### What to do
Pull out each line of the data below that contains the word "green", and list those lines.

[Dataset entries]
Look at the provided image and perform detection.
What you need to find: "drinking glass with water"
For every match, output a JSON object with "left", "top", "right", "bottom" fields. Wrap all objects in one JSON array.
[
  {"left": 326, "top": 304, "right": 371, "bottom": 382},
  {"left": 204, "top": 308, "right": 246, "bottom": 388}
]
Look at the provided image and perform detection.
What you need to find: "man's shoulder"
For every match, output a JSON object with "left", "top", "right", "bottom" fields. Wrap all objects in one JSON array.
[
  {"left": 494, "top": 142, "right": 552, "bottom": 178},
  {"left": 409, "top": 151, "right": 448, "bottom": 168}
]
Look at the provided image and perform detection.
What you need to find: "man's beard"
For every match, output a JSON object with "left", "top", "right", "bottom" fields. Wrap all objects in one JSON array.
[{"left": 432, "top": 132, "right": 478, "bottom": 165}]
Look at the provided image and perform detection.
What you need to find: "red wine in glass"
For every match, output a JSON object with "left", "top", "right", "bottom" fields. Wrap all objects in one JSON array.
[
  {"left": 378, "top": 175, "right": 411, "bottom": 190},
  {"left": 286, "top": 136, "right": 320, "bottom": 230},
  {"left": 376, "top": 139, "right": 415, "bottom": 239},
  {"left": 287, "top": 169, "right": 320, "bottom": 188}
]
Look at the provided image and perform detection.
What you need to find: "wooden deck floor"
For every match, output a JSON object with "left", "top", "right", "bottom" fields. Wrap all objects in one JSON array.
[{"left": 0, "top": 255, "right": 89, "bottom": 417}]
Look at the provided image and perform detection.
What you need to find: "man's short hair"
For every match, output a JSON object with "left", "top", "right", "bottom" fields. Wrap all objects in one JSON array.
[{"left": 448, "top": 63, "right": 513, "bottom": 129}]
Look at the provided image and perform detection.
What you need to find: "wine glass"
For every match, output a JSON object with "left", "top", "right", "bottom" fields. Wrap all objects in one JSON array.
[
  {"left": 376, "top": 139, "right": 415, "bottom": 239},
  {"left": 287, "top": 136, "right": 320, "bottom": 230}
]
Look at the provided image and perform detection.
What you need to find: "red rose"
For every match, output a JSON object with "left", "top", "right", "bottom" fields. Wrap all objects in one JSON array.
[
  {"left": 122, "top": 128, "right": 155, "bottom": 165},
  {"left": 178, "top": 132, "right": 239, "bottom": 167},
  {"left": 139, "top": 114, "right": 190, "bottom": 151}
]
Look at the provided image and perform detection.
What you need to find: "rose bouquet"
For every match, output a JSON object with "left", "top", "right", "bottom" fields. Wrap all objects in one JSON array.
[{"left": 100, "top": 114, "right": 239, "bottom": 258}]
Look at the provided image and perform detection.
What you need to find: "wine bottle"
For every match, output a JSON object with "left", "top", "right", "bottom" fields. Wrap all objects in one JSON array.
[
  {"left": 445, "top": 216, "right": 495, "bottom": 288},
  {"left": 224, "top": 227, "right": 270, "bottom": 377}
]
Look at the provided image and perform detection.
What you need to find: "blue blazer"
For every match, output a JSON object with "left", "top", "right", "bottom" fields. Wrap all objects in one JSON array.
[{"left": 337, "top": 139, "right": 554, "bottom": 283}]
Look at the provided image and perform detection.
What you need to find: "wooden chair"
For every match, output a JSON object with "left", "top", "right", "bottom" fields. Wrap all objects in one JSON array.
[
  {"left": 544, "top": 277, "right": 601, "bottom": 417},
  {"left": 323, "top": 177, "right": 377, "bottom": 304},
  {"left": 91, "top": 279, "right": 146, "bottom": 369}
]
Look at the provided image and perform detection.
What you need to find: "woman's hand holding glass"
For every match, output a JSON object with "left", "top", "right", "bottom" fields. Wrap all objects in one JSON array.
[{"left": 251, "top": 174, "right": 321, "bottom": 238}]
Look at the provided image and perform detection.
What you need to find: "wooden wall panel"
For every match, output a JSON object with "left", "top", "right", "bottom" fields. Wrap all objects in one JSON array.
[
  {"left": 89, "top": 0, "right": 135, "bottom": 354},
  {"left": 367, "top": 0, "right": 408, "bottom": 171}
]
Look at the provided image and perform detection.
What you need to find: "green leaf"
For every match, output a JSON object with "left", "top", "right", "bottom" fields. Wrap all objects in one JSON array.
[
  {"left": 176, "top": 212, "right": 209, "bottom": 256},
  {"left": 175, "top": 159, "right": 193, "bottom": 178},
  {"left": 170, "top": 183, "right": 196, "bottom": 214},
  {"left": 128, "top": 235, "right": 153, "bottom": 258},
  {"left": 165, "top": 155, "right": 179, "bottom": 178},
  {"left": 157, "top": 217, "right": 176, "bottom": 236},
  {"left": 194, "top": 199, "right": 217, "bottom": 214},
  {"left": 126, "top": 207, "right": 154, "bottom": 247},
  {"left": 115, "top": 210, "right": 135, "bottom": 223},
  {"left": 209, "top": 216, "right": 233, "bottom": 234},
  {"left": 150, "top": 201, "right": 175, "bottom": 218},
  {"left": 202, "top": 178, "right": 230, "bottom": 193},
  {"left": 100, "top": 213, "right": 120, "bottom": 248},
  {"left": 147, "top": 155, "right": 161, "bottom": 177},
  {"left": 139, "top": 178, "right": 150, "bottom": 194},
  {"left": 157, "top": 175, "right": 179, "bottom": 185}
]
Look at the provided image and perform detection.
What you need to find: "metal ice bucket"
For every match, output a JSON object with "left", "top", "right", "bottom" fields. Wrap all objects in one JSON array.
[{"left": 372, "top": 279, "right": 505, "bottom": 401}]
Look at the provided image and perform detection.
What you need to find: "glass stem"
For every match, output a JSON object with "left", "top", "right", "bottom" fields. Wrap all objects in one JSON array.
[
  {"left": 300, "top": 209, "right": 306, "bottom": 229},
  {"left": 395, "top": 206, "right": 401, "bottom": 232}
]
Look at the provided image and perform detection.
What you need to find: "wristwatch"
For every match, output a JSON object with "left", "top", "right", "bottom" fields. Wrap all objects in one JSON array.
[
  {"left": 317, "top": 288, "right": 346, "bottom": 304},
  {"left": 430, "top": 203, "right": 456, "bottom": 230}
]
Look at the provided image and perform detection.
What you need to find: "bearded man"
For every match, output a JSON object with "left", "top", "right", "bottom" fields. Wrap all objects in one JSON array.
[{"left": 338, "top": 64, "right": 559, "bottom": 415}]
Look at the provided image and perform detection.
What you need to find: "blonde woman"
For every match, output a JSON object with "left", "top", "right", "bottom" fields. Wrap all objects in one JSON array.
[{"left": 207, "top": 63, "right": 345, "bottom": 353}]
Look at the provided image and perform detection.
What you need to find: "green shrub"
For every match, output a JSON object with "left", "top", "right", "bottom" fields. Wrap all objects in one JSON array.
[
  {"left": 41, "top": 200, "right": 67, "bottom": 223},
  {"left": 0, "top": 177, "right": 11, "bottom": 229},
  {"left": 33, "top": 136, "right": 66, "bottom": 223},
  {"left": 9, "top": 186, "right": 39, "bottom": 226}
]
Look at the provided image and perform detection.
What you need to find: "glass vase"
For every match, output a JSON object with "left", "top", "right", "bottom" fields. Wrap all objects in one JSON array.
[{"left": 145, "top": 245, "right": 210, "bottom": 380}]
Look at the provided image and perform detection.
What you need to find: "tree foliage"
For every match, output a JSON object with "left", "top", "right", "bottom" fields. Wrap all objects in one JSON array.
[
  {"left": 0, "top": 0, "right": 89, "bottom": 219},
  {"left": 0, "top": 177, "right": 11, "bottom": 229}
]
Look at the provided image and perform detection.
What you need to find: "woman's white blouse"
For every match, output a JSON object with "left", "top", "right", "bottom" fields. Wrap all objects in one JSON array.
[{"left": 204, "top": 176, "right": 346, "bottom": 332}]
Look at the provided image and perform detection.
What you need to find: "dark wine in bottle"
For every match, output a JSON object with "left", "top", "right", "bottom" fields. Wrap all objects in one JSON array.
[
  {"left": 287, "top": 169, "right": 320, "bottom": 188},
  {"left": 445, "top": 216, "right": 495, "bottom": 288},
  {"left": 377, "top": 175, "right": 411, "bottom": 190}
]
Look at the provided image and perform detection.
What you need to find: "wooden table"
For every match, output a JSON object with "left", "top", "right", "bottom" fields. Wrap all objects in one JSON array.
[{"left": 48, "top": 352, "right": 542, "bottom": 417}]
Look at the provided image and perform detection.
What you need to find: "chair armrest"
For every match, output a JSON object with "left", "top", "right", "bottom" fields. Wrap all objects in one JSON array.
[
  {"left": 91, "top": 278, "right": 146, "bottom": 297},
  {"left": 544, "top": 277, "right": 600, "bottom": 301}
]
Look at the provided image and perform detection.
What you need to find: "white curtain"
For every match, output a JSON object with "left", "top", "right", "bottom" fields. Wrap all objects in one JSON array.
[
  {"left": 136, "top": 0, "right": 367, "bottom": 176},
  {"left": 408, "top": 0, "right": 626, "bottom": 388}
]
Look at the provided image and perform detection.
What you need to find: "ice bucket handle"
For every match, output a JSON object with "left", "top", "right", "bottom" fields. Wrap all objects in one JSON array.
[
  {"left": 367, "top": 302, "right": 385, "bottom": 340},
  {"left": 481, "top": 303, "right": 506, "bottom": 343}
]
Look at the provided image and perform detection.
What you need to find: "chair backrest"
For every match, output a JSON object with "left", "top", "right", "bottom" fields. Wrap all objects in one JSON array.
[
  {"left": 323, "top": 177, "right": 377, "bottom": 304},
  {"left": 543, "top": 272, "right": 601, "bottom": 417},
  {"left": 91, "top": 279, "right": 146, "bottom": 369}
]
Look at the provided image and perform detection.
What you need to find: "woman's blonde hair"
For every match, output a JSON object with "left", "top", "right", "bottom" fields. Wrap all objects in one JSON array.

### The completed task
What you need to find: "green leaf"
What you need to find: "green shrub"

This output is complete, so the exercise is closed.